WRITTEN TASKS
a - Using the dog grooming text below, mark each statement yes or no, quoting the exact words of the text that decide it. (i) Among the writer's own dogs, the Spaniels need the most grooming. (ii) The writer teaches only the long-coated puppies to accept grooming. (iii) The hardest part of grooming is using the grooming tools correctly.
b - Pick up the dog grooming text below after its final sentence and keep writing.

Grooming is one of those aspects of dog care that people tend to love or hate. For many short coated dogs, it doesn't matter too much if grooming is not something you want to spend much time on. Whereas for some breeds, grooming is much more than just cosmetic. It’s a health issue.

While not all puppies need regular grooming,  a good grooming routine has some great benefits for all dogs and their families. 

Different Coat Types

For some types of dog, daily grooming is essential unless the dog's coat is clipped short. This includes dogs with curly coats such as Poodles,  and dogs with very long hair like the Shih Tzu.

But there are also many breeds with medium length coats that need grooming several times a week. Including the popular Golden Retriever and German Shepherd Dog.

Of my own dogs: Labradors, Spaniels, and Terriers, it’s the Spaniels that need the most grooming. If I fail to comb out the longer hair on their legs and ears, the first matted areas appear within just a few days.

Although matted fur is not an issue for my Labs and Jack Russell Terrier, I teach all my puppies to be comfortable with being groomed, and here’s why

Benefits Of Grooming

Grooming is not something you can do with your dog at arm's length. You need to be up close and personal with your pooch. And it's this hands-on component of grooming which is so important for puppies of every breed or type.

Daily handling is a bonding experience that dogs appreciate and enjoy. It also ensures that health issues, such as cuts, ticks, and lumps etc, are caught early and treated.

Grooming teaches a puppy to be handled and touched over the whole of their body. This is important because all dogs need to be examined from time to time by health professionals, and because confidence in human touch lies at the heart of a safe and friendly canine companion.

For the longer coated dog, remember that grooming prevents matting. And matting has a habit of getting out of hand. In extreme case mats can cover a dog's eyes, and bottom, interfering with their ability to eliminate waste and keep themselves clean. Every rescue society and animal shelter has seen dogs in this condition.  

Grooming Methods

Unless you want to achieve a specific 'look' on a long coated or curly coated breed, grooming isn't complicated. 

Short Coated Dogs

  • Wipe off any dust and dirt
  • Use a wide body brush
  • Long sweeping strokes

Medium To Long Coats

  • Comb knots and tangles
  • Rake excess undercoat
  • Finish with a body brush

On longer coated dogs you'll need to start with combing out knots and tangles.  Tangle hotspots can be found underneath the ears, in the armpits, in the groin and in the 'trousers' beneath the dog’ bottom.

If the fur under the ears has started to mat, or form dense clumps,  you may need to remove these with some scissors or a mat splitter. Always get someone to help you with this as a wriggling puppy and sharp scissors are not a good combination. 

Once the tangles are out, you can give the puppy's coat a good brushing.  A wide short-bristled brush (I use a horse body brush) is easy to hold onto, gives your dog a massage and gets any remaining dust and debris from the coat. Most dogs enjoy this immensely once they are used to it. 

Once your puppy has their adult coat, you might want to go over the coat once a week with a rake or similar tool to remove excess undercoat. 

In fact, the trickiest part of grooming is not wielding your grooming tools correctly, it's teaching the dog to stand still and relax.  That's where your handling skills come in.

EXCERPTED RECORDS
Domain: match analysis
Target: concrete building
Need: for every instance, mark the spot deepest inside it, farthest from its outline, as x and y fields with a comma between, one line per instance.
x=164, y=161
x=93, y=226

RESULTS
a -
(i) Yes: "it’s the Spaniels that need the most grooming"
(ii) No: "I teach all my puppies to be comfortable with being groomed"
(iii) No: "the trickiest part of grooming is not wielding your grooming tools correctly, it's teaching the dog to stand still and relax"

b -
Getting Your Dog To Stand Still

Standing still while a person pokes you does not come naturally to most puppies. So you will need to teach your puppy to relax while you handle them.  And you can start this training from the very first day you bring your puppy home.  

There are  four stages to this process. Each daily practice should take no more than a minute or two. Move on to the next step when you have mastered the previous one.

STEP 1. Accepting A Grooming Station

The first stage is to get your puppy used to standing still in a specific place or 'grooming location'.  For small to medium dogs, your kitchen table is probably ideal. You can put an old towel on the surface to help prevent your dog slipping.

Larger dogs will need to be groomed on the floor, so pick a mat or put some vet bed on the floor in the same place each time.  The location needs to be consistent to begin with so that your puppy knows what is expected when you take them there. 

Place your puppy on the grooming station several times a day if possible, and simply feed them a few treats.  Don't release the treats until they are still. Wait until they stop wriggling. Don't attempt to groom the puppy yet. 

Over the next few days space the treats a little further apart, so that the puppy has to stand still, on the grooming station, for several seconds to get a treat. 

STEP 2. Body Strokes

The next stage is to treat the puppy only after they stand still while you run your hand along their back from the back of their head towards the tail. Don't use a brush, just your hand. Start with one stroke then treat. Then two strokes before a treat. And so on. 

Once your puppy will stand still while you stroke their head, back, sides and tummy you can introduce a brush.  Carry out the same routine with gentle brush strokes.  Once you've mastered this part it's time to check out ears and paws. 

STEP 3. Ears And Paws

Most dogs do not enjoy having their paws touched much less picked up. Nor do they enjoy having their ears examined. Just as before we'll take it in easy stages.   

Start by just touching a paw, or gently lifting an ear flap.  And move on to briefly lifting a paw, or lifting an ear flap, and stroking and massaging the skin around their ear.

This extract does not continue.